◆ What you need to do: Copy the rows below, changing each "trace the outline" to "draw the boundary" and keeping everything else the same. Leave the pictures out of your copy.

◆ Available data:
= = = =

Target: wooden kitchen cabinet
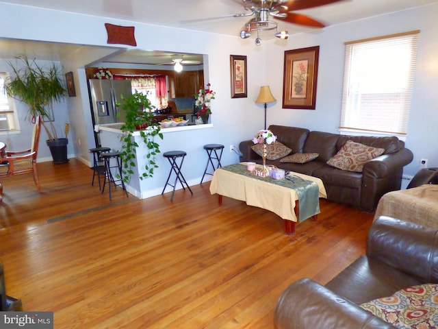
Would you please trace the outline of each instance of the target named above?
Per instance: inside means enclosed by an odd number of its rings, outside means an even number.
[[[175,97],[194,97],[203,88],[204,74],[203,71],[188,71],[176,73]]]

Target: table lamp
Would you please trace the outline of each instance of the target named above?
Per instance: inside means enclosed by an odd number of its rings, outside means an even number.
[[[266,129],[266,108],[268,103],[276,101],[276,99],[272,96],[269,86],[262,86],[260,87],[260,93],[259,97],[256,99],[256,103],[265,103],[265,130]]]

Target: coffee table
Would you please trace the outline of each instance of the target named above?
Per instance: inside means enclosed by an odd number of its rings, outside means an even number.
[[[290,235],[297,222],[316,219],[319,198],[326,198],[327,194],[319,178],[298,173],[288,177],[291,180],[261,178],[248,171],[246,162],[230,164],[214,171],[210,193],[218,195],[220,204],[225,196],[274,212],[283,219],[285,233]]]

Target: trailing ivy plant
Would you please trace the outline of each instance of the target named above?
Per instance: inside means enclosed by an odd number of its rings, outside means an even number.
[[[140,136],[143,140],[146,147],[146,163],[144,167],[145,171],[140,175],[140,179],[143,180],[149,177],[153,177],[154,169],[158,168],[155,162],[155,156],[160,153],[159,145],[155,141],[158,136],[163,139],[163,134],[160,132],[159,125],[153,123],[153,114],[146,110],[152,110],[153,106],[146,95],[136,93],[129,96],[121,96],[125,101],[121,108],[123,110],[125,119],[125,124],[120,127],[123,134],[120,136],[122,149],[120,158],[123,162],[122,173],[123,180],[129,182],[131,175],[133,173],[132,167],[136,167],[136,148],[140,146],[136,143],[132,134],[140,130]],[[120,106],[118,103],[117,106]]]

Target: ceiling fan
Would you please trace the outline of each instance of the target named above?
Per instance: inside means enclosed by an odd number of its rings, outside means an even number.
[[[279,31],[276,22],[270,21],[270,16],[274,19],[284,21],[293,24],[298,24],[311,27],[322,28],[325,25],[308,16],[292,12],[295,10],[313,8],[320,5],[334,3],[342,0],[233,0],[233,2],[243,5],[244,9],[250,12],[244,14],[235,14],[229,16],[242,17],[253,16],[248,21],[240,32],[242,38],[249,38],[251,32],[256,31],[257,38],[255,44],[259,45],[261,40],[259,32],[268,30],[276,30],[275,36],[280,39],[287,39],[289,37],[287,31]]]
[[[201,61],[199,60],[185,60],[183,58],[183,56],[175,57],[172,58],[172,62],[167,63],[162,63],[158,64],[157,65],[171,65],[175,64],[174,70],[177,72],[181,72],[183,71],[183,65],[199,65],[201,64]]]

= = = =

◆ Answer in full:
Target: wooden kitchen cabinet
Would you please draw the boundary of each instance of the target named above?
Per instance: inside means enclosed by an odd number of its rings, outside means an even number.
[[[175,97],[194,97],[203,88],[204,74],[203,71],[188,71],[176,73]]]

Target: table lamp
Would you please draw the boundary of each instance of the target named above?
Per instance: inside means enclosed by an odd number of its rings, outside means an even number.
[[[266,129],[266,108],[268,103],[276,101],[276,99],[272,96],[269,86],[262,86],[260,87],[260,93],[259,97],[256,99],[256,103],[265,103],[265,130]]]

Target: coffee table
Would you please draw the boundary of each instance of the target named above?
Per instance: inside means enclosed by an odd number of its rings, outside means an even number.
[[[290,235],[297,222],[316,219],[319,198],[326,198],[327,194],[319,178],[298,173],[288,177],[291,180],[261,178],[248,171],[246,162],[230,164],[214,171],[210,193],[218,195],[220,204],[225,196],[274,212],[283,219],[285,233]]]

Target: trailing ivy plant
Would you please draw the boundary of each instance of the target named above?
Per instance: inside means enclosed by an odd number of its rings, outside means an even number.
[[[140,136],[143,140],[146,147],[146,163],[144,167],[145,171],[140,175],[140,179],[143,180],[149,177],[153,177],[154,169],[158,168],[155,162],[155,156],[160,153],[159,145],[155,141],[158,136],[163,139],[163,134],[160,132],[159,125],[153,123],[153,114],[146,110],[152,110],[153,106],[146,95],[136,93],[129,96],[121,96],[125,101],[121,108],[123,110],[125,119],[125,124],[120,127],[123,134],[120,136],[122,149],[120,158],[123,162],[122,173],[123,180],[129,182],[131,175],[133,173],[132,167],[136,167],[136,148],[140,146],[136,143],[132,134],[140,130]],[[120,106],[118,103],[117,106]]]

Target: ceiling fan
Would you please draw the boundary of each instance of the target named above?
Per instance: inside means enclosed by an odd number of its rings, outside means an even number.
[[[279,31],[276,22],[270,21],[270,16],[274,19],[284,21],[293,24],[298,24],[311,27],[322,28],[325,25],[308,16],[292,12],[295,10],[313,8],[320,5],[334,3],[342,0],[233,0],[233,2],[243,5],[244,9],[250,12],[244,14],[235,14],[229,16],[242,17],[253,16],[248,21],[240,32],[242,38],[249,38],[251,32],[256,31],[257,38],[255,44],[259,45],[261,40],[259,32],[268,30],[276,30],[275,36],[280,39],[287,39],[289,37],[287,31]]]
[[[201,61],[199,60],[185,60],[183,58],[183,56],[175,57],[172,58],[172,62],[167,63],[162,63],[158,64],[157,65],[171,65],[175,64],[174,70],[177,72],[181,72],[183,71],[183,65],[199,65],[201,64]]]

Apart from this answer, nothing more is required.